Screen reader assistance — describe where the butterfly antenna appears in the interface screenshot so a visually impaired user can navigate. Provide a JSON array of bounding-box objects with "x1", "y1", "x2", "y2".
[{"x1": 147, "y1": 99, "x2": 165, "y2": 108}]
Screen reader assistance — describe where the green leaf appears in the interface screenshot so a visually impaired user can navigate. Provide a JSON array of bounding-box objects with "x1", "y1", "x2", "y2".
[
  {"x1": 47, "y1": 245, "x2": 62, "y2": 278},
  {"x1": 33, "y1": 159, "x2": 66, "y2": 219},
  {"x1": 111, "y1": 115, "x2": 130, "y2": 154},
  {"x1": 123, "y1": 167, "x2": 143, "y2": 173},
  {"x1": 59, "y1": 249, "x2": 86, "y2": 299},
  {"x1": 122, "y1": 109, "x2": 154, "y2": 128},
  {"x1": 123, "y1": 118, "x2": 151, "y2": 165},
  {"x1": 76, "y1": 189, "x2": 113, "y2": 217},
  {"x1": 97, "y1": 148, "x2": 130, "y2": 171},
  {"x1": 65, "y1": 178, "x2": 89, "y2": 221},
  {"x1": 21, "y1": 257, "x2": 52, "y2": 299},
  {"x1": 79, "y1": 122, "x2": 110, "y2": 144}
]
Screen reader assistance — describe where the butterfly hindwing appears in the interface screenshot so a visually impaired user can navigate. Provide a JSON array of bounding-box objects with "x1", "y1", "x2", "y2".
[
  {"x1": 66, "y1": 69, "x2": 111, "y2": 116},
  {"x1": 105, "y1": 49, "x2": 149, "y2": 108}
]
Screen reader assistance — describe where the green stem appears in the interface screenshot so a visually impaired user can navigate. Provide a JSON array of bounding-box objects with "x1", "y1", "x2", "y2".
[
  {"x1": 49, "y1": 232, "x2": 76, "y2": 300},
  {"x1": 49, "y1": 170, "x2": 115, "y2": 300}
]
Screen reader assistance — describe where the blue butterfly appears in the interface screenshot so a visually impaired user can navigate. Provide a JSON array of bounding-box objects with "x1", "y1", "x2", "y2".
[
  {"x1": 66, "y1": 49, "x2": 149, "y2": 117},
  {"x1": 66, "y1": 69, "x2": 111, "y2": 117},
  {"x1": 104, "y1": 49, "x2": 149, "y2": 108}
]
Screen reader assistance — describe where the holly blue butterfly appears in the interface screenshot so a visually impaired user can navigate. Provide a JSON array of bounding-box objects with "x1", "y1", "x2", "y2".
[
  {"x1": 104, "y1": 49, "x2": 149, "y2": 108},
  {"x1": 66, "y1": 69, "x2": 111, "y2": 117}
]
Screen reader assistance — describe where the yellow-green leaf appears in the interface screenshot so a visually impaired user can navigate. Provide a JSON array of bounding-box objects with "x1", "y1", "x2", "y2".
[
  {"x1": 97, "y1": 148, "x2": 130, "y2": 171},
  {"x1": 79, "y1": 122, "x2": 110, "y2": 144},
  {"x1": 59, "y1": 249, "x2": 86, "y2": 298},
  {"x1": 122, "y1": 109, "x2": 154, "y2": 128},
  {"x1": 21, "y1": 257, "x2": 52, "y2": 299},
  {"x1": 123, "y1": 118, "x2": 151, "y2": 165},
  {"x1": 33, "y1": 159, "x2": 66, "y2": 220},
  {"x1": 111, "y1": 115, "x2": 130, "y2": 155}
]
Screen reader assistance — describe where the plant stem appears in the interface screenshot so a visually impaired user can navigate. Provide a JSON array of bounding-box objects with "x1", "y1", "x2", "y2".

AIM OF THE TASK |
Reproduce the rows above verbatim, starting with the line that contains "Screen reader assistance — describe where the green stem" and continuing through the last line of the rows, both ends included.

WRITTEN RESPONSE |
Screen reader assistance — describe where the green stem appears in the interface screenshot so a visually impaired user can navigate. Provide a JSON array of bounding-box objects with "x1", "y1", "x2", "y2".
[
  {"x1": 49, "y1": 232, "x2": 76, "y2": 300},
  {"x1": 49, "y1": 170, "x2": 115, "y2": 300}
]
Screen reader assistance — describe where the blue butterfly appears in the interface screenshot so a visually impaired user can navigate. Provide a JSON array of bounding-box objects with "x1", "y1", "x2", "y2".
[
  {"x1": 66, "y1": 49, "x2": 149, "y2": 117},
  {"x1": 66, "y1": 69, "x2": 111, "y2": 117},
  {"x1": 104, "y1": 49, "x2": 149, "y2": 108}
]
Screen reader assistance — describe where the holly blue butterfly appears in the interface screenshot so a visually impaired user can navigate. Provide a JSON array of bounding-box objects with "x1", "y1", "x2", "y2".
[
  {"x1": 104, "y1": 49, "x2": 149, "y2": 108},
  {"x1": 66, "y1": 69, "x2": 111, "y2": 117}
]
Screen reader assistance — describe where the yellow-green leaf appears in the interface screenshot so a visually impaired user can navigate. Provide a JSON array of bounding-box objects with "x1", "y1", "x2", "y2".
[
  {"x1": 97, "y1": 148, "x2": 130, "y2": 171},
  {"x1": 79, "y1": 122, "x2": 110, "y2": 144},
  {"x1": 59, "y1": 249, "x2": 86, "y2": 298},
  {"x1": 122, "y1": 109, "x2": 154, "y2": 128},
  {"x1": 21, "y1": 257, "x2": 52, "y2": 299},
  {"x1": 123, "y1": 118, "x2": 151, "y2": 165},
  {"x1": 33, "y1": 159, "x2": 66, "y2": 220},
  {"x1": 111, "y1": 115, "x2": 130, "y2": 155}
]
Screen reader assistance — describe where the plant stem appears in the interface screenshot so a visually impaired user can navigate. Provide a JSON array of bounding-box objects with "x1", "y1", "x2", "y2".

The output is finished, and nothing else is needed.